**DIRECTIONS FOR THIS TASK**. The required output is a verbatim transcription of the listing, pictures excluded.

**MATERIAL PROVIDED**.
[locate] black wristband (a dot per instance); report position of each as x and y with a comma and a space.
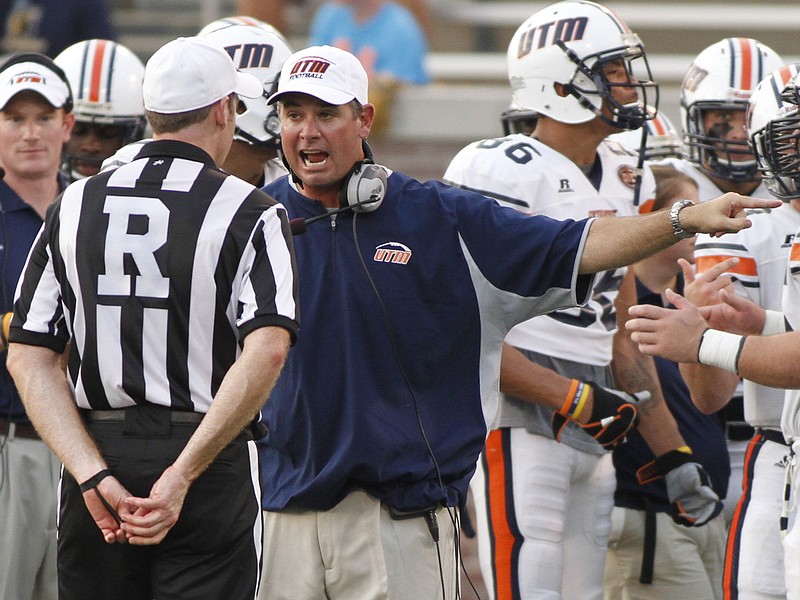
672, 460
94, 480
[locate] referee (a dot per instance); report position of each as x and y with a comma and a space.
173, 286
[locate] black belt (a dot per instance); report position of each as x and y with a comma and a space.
773, 435
21, 430
118, 416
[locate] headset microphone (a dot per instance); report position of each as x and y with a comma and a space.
299, 225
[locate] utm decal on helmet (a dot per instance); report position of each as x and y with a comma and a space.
773, 124
313, 66
392, 252
28, 78
557, 61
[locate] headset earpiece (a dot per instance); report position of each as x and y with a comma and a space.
364, 187
45, 61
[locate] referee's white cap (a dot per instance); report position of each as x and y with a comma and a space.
331, 74
189, 73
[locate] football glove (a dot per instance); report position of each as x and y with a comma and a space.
614, 414
5, 324
693, 500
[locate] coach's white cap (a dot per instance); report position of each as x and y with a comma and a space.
333, 75
189, 73
36, 77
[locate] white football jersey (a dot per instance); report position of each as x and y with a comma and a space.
762, 250
525, 174
707, 189
790, 419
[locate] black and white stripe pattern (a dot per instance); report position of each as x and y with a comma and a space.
159, 269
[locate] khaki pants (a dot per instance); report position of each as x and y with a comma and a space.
356, 550
688, 562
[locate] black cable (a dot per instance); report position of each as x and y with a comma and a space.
6, 302
406, 379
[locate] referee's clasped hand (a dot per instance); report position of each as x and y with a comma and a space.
151, 518
106, 501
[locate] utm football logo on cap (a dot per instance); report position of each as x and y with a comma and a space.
327, 73
28, 77
313, 67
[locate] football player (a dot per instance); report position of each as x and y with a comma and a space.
716, 90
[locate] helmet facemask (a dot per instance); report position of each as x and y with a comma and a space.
593, 90
777, 149
712, 152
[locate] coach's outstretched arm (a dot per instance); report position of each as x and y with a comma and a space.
617, 241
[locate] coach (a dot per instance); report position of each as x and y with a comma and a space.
173, 286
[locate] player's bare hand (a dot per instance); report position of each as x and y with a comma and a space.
155, 515
702, 289
672, 333
735, 314
724, 214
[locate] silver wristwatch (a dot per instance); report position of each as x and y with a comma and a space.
674, 219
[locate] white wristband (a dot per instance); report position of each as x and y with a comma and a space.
720, 349
774, 323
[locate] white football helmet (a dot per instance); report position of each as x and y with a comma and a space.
722, 77
106, 81
773, 124
259, 49
516, 119
662, 141
570, 43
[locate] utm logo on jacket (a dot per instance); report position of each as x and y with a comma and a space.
27, 78
392, 252
311, 67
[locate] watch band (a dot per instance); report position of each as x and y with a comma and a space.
675, 221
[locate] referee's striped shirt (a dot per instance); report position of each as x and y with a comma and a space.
156, 272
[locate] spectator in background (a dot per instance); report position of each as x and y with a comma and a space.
59, 23
269, 11
274, 12
690, 559
386, 39
715, 96
65, 23
106, 79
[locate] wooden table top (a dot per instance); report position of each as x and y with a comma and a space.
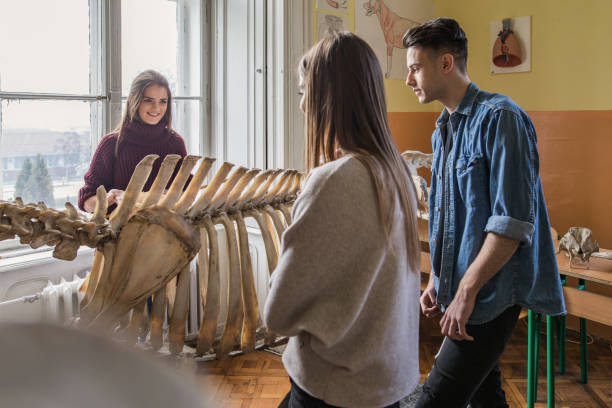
600, 270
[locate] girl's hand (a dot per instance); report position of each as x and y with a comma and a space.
114, 196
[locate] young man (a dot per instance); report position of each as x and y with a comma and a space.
489, 234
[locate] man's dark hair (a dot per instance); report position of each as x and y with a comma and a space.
442, 35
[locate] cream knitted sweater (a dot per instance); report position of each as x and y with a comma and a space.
350, 305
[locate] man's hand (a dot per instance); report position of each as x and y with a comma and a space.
428, 300
456, 316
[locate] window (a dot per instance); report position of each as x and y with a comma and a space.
50, 98
65, 71
66, 67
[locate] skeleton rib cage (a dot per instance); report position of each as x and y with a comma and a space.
146, 246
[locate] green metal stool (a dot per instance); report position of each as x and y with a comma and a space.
553, 324
533, 345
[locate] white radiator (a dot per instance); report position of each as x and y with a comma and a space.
54, 304
60, 302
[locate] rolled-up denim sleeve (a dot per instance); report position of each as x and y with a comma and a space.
513, 162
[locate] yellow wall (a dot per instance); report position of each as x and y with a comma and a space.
571, 54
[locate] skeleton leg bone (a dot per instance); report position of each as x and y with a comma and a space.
208, 327
233, 322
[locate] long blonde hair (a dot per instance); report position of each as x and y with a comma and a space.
142, 81
346, 113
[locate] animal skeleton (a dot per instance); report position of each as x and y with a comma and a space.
415, 159
146, 247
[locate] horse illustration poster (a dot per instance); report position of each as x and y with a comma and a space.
339, 6
383, 23
511, 45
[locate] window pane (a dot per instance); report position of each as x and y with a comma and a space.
45, 149
186, 121
44, 46
149, 39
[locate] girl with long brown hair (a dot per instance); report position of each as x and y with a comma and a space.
346, 289
146, 128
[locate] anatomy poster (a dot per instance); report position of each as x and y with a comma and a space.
383, 23
339, 6
511, 45
330, 23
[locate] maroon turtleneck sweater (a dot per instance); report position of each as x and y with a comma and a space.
138, 140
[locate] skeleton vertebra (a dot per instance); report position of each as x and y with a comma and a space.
146, 247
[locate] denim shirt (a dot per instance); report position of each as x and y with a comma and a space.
491, 183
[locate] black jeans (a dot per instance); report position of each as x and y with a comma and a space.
467, 371
298, 398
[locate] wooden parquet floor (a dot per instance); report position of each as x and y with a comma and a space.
258, 380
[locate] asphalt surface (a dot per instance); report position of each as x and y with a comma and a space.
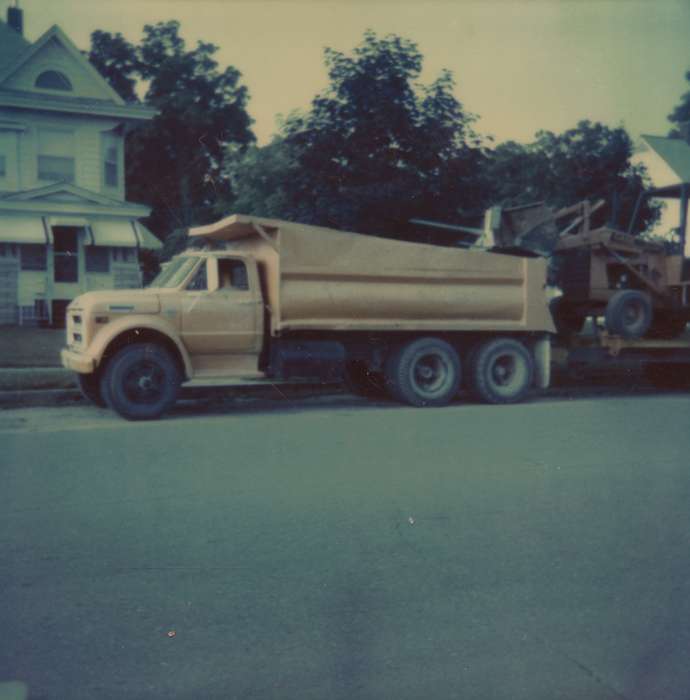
331, 548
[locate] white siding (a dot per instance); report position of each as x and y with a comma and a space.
87, 144
9, 150
54, 57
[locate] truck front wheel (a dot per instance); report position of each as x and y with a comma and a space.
141, 381
89, 386
425, 372
501, 371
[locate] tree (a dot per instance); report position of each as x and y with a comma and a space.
374, 150
117, 61
175, 162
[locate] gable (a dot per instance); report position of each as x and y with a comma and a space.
54, 56
12, 45
61, 192
675, 156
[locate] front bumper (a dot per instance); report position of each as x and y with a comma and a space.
83, 364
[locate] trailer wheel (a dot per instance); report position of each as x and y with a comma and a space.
424, 372
360, 380
629, 313
90, 388
666, 324
141, 381
501, 371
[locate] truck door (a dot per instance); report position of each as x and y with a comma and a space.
222, 312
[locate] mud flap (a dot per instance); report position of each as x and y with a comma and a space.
542, 362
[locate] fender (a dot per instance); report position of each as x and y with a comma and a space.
112, 330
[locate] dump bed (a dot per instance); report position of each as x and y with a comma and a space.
324, 279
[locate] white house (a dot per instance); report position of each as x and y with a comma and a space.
65, 226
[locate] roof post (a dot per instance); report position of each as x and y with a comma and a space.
15, 19
683, 217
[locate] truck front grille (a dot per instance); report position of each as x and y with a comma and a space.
75, 334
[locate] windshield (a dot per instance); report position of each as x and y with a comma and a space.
174, 273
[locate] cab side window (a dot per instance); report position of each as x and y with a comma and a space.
199, 282
232, 274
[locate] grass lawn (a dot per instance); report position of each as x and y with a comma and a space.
23, 346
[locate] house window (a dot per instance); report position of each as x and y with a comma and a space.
124, 255
33, 256
97, 259
110, 150
53, 80
232, 274
56, 155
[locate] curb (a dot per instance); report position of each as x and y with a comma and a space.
34, 378
71, 396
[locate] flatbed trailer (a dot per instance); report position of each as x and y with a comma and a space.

**TASK ANSWER**.
[locate] black wristband (a dot per instance); report position of each as x and y with a comma and a space.
672, 460
94, 480
[locate] referee (a dot per instance); report position of each as x and y with a comma and a space.
173, 286
[locate] black belt (a dot per instance); report position of each as x and y with a comma and a space.
773, 435
21, 430
118, 416
[locate] headset microphone (a dot per instance); report position of each as x and y with a comma and a space.
299, 225
[locate] utm decal on helmet (a dot per instance); report position of each as x and y with a comma and a space.
773, 124
313, 66
392, 252
28, 78
557, 61
[locate] headset earpiece (a dot per instance); report position of each as x and y with a comma and a space.
364, 187
45, 61
[locate] referee's white cap (a dot per instance); report position of each as x and y with a comma and a space.
331, 74
189, 73
[locate] football glove (a dot per instance); report position of each as x and y with a comma and a space.
614, 414
5, 324
693, 500
[locate] coach's white cap (a dot per instance); report position of each as x and y with a comma and a space.
333, 75
189, 73
36, 77
[locate] white football jersey (a dot per instance); report position of each as x and y with a comma and a space.
762, 250
525, 174
707, 189
790, 419
[locate] black and white stripe pattern (a dot per instance); report position of each as x and y with a comma and a space.
159, 269
[locate] khaki pants (a dot per instance); report position of each as x and y with a comma and a space.
356, 550
688, 562
[locate] black cable (a dot per instance); report position of each as x and y with a comma and a space.
6, 302
406, 379
[locate] referee's clasped hand (a dot per instance); report position of each as x and y with a comma and a space.
151, 518
106, 501
[locate] utm football logo on cap (a dot per instance); report position of each as x and y with a comma and a space.
327, 73
28, 77
313, 67
[locate] football player (a dot per instance); report position of each as x and y with a comma and a space.
716, 90
[locate] helmet facemask (a dot per instance); report position of each as x and y with a comma and a space.
593, 90
777, 149
712, 152
[locate] coach's outstretched arm (a dot per instance); report position of each as x and y with a comma and a space.
617, 241
[locate] coach (a dot per instance); report position of each as x and y with a comma and a space.
173, 286
[locate] player's bare hand (a dot per instance); report position of each as x and y with a comma and a space.
155, 515
702, 289
672, 333
735, 314
724, 214
[locate] silver wristwatch (a dot per instance); report position of each as x and y with a comma and a space.
674, 219
[locate] white wristband (a dot per instance); report position of each as x and y with a comma and a space.
720, 349
774, 323
[locate] white football helmet (a dot per instance); report position of each as x and y with a comma and a space.
722, 77
106, 81
773, 124
259, 49
516, 119
662, 141
570, 43
[locate] utm logo on jacket (a dot per instance); report position of each as x and y with a comma and a space.
27, 78
392, 252
311, 67
[locate] watch band (a dot per instance); report position of each as x and y with a comma and a space.
675, 221
[locate] referee's striped shirt (a dot per instance); report position of each as x and y with a comma and a space.
156, 272
[locate] spectator in background (a dot per instance); report position of each as x and y with a comma and a space.
59, 23
269, 11
274, 12
690, 559
386, 39
715, 96
65, 23
106, 79
[locate] wooden table top (a dot per instance); report position of each as x and y with a comma and a space.
600, 270
[locate] girl's hand (a dot per instance); report position of each as x and y with a comma and a space.
114, 196
[locate] young man (a dot per instance); report position of each as x and y with a comma and a space.
489, 234
[locate] man's dark hair (a dot per instance); report position of each as x and y with a comma and a space.
442, 35
[locate] cream knitted sweater (a dot per instance); report position of each as x and y with a comma and a space.
350, 305
[locate] man's hand (a dot per instance); report position of each as x and y with a comma and a space.
428, 300
456, 316
[locate] window (a dot per instance); report position of each as x and y with a comma and a space.
50, 98
65, 71
66, 67
[locate] skeleton rib cage (a dot per instance); report position of each as x and y with a comma and a space.
146, 246
[locate] green metal stool (a dot per instance); report position of each as x and y with a comma and a space.
553, 324
533, 345
[locate] white radiator (a dot per instance); report position of each as x and y with a comma and a space.
54, 304
60, 302
[locate] rolled-up denim sleeve (a dot per instance); report position of each as x and y with a comma and a space.
513, 162
[locate] yellow wall (a dot per instance); report position of each as x and y with a comma and a space.
571, 54
[locate] skeleton leg bone (a dot per instance); report position of each as x and y with a comma and a space.
208, 327
233, 322
[locate] long blonde hair (a dot per instance); report position of each as x and y with a comma and a space.
142, 81
346, 113
[locate] animal skeleton (a dot per instance); report position of each as x and y with a comma and a space.
415, 159
146, 247
[locate] horse illustration poster (a dot per instance); report position of each as x and y with a comma and a space.
339, 6
383, 23
511, 45
[locate] window pane (a dot per instance); report position of each as x and y with a comma and a space.
45, 149
186, 121
44, 46
149, 39
[locate] girl with long brown hair (a dot per instance); report position of each as x and y with a comma and a space.
346, 289
146, 128
[locate] anatomy poster (a dot per instance); report position of each as x and y with a comma and a space.
383, 23
339, 6
511, 45
330, 23
[locate] maroon turtleneck sweater (a dot per instance); report position of each as x and y with a comma and a space.
138, 140
[locate] skeleton vertebra (a dot per instance); report position of each as x and y with a comma and a space.
146, 247
[locate] denim shirt (a dot per instance); report position of each as x and y with a comma and a space.
491, 183
[locate] black jeans (a dot per instance); report position of each as x and y with a comma and a space.
467, 371
298, 398
[locate] wooden parquet floor (a dot per instance); report position of each as x and y with a comma and a space.
258, 380
[locate] asphalt surface (a dot per instance); report position of each as x and y with a comma and a space.
331, 548
[locate] white siding (a dot per instance); report position of each as x and y with a comma and a space.
87, 144
9, 150
54, 57
[locate] truck front wheel (a dot per instance); report position of each as x and y with a comma and a space.
141, 381
89, 386
425, 372
501, 371
[locate] tree (a dot per instance); report position of each as x and y with a comma and a space.
374, 150
117, 61
175, 162
[locate] gable (a dot per instance); report position of each as x and y with a comma and a space.
54, 56
12, 45
61, 192
675, 156
[locate] front bumper (a dot per instance); report position of each as x and y with a comma and a space.
83, 364
[locate] trailer wheel (a dot per instance); report position of each as x and y with a comma and a space.
424, 372
360, 380
629, 313
90, 388
666, 324
141, 381
501, 371
[locate] truck door (a dot per instance); report position of each as x and y with a comma and a space.
222, 312
[locate] mud flap (a dot per instance); report position of each as x and y with a comma and a space.
542, 362
[locate] fender (a dot per instance); report position of each as x and y with a comma and a space.
112, 330
[locate] dump bed (a dot per instance); report position of each as x and y with a comma and a space.
324, 279
[locate] white house (a dot per instance); report position of each as x and y with a comma and a space.
65, 226
[locate] roof post (a dot per instance); report position of each as x and y with a comma and a space.
15, 19
683, 217
[locate] truck front grille (a dot per instance); report position of each as x and y with a comma and a space.
75, 334
[locate] windshield (a dot per instance); report position of each as x and y with a comma and a space.
174, 273
[locate] cab side window (a dot per instance); report position of each as x and y with a comma and a space.
199, 282
232, 274
[locate] grass lawn (a dot per instance); report position of each as x and y with a comma and a space.
23, 346
[locate] house window (a dot per instance); report position of each as x and y with a comma and a space.
124, 255
33, 256
97, 259
110, 150
53, 80
232, 274
56, 155
[locate] curb (a dot per instance); report position of each as x and y with a comma and a space.
34, 378
71, 396
[locate] flatbed trailer (a dot per instance); report position of each as x and y with a comma and a space.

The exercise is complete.